What you are asked to do:
Print all of the data exactly.

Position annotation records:
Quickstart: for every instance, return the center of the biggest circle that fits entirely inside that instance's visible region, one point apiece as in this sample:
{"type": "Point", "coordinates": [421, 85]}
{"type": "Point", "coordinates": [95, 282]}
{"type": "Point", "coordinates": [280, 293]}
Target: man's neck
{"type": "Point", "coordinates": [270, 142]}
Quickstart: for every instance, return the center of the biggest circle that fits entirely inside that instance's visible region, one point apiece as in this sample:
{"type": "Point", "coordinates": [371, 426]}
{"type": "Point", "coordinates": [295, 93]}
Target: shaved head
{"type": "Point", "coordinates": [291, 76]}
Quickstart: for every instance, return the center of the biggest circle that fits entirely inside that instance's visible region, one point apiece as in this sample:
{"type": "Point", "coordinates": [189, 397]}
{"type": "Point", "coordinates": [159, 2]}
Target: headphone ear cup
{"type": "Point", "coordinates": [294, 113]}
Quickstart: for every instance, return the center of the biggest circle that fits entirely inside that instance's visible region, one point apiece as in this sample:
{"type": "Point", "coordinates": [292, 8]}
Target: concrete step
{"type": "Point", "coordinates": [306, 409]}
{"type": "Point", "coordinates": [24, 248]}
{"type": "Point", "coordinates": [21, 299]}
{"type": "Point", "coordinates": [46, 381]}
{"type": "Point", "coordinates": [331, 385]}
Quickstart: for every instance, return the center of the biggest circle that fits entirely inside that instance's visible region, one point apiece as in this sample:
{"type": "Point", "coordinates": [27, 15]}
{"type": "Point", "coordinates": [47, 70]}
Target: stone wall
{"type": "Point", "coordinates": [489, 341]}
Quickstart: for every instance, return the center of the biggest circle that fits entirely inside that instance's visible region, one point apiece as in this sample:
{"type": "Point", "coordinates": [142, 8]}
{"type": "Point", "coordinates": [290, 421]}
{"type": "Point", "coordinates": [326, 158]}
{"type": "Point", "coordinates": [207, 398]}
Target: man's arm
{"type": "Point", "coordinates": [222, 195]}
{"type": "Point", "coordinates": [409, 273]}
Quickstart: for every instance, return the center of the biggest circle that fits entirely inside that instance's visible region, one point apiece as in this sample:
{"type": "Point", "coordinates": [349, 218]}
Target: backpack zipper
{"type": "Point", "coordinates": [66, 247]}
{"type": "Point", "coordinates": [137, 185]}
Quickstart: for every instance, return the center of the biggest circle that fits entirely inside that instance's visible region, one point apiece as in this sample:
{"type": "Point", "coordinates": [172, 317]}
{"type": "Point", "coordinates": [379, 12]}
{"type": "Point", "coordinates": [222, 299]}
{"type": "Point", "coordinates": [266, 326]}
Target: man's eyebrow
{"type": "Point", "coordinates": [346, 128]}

Reply to the exercise:
Quickstart: for every instance, return the center of the biggest circle that fits entirely inside that instance's visible region, one point apiece as in this sample:
{"type": "Point", "coordinates": [421, 85]}
{"type": "Point", "coordinates": [95, 282]}
{"type": "Point", "coordinates": [280, 293]}
Target: man's neck
{"type": "Point", "coordinates": [270, 142]}
Quickstart: for every instance, return the center of the biggest circle that fits entirely inside that instance's visible region, one point apiece as in this sample:
{"type": "Point", "coordinates": [371, 426]}
{"type": "Point", "coordinates": [295, 93]}
Target: shaved head
{"type": "Point", "coordinates": [291, 76]}
Quickstart: for every instance, return the center of the biggest circle that fits entirely inside that instance's visible region, one point apiece as in this sample:
{"type": "Point", "coordinates": [189, 397]}
{"type": "Point", "coordinates": [159, 2]}
Target: headphone ear cup
{"type": "Point", "coordinates": [294, 113]}
Quickstart: for every instance, return the center of the biggest circle that fits entirely inside that instance's visible region, one point apiece as in this sample:
{"type": "Point", "coordinates": [292, 8]}
Target: concrete step
{"type": "Point", "coordinates": [306, 409]}
{"type": "Point", "coordinates": [24, 248]}
{"type": "Point", "coordinates": [21, 299]}
{"type": "Point", "coordinates": [46, 381]}
{"type": "Point", "coordinates": [331, 385]}
Quickstart: for every instance, return the center of the biggest circle that fits entirely inside that instance's visible region, one point apiece as in this sample:
{"type": "Point", "coordinates": [27, 15]}
{"type": "Point", "coordinates": [47, 70]}
Target: stone wall
{"type": "Point", "coordinates": [489, 341]}
Quickstart: for every instance, return the center of the biggest circle that fits entirely inside that instance's visible region, one point apiece as in this sample:
{"type": "Point", "coordinates": [142, 8]}
{"type": "Point", "coordinates": [290, 421]}
{"type": "Point", "coordinates": [326, 158]}
{"type": "Point", "coordinates": [207, 398]}
Target: man's arm
{"type": "Point", "coordinates": [222, 195]}
{"type": "Point", "coordinates": [409, 273]}
Quickstart: for every instance, return the center of the biggest circle that fits entirely inside that instance's visible region, one point apiece as in this sample:
{"type": "Point", "coordinates": [349, 218]}
Target: backpack zipper
{"type": "Point", "coordinates": [66, 247]}
{"type": "Point", "coordinates": [137, 185]}
Quickstart: for every instance, return the center of the biggest circle that fits entirely inside that instance's visible region, one point apiece as in this sample:
{"type": "Point", "coordinates": [172, 317]}
{"type": "Point", "coordinates": [379, 12]}
{"type": "Point", "coordinates": [222, 299]}
{"type": "Point", "coordinates": [266, 326]}
Target: man's eyebrow
{"type": "Point", "coordinates": [346, 128]}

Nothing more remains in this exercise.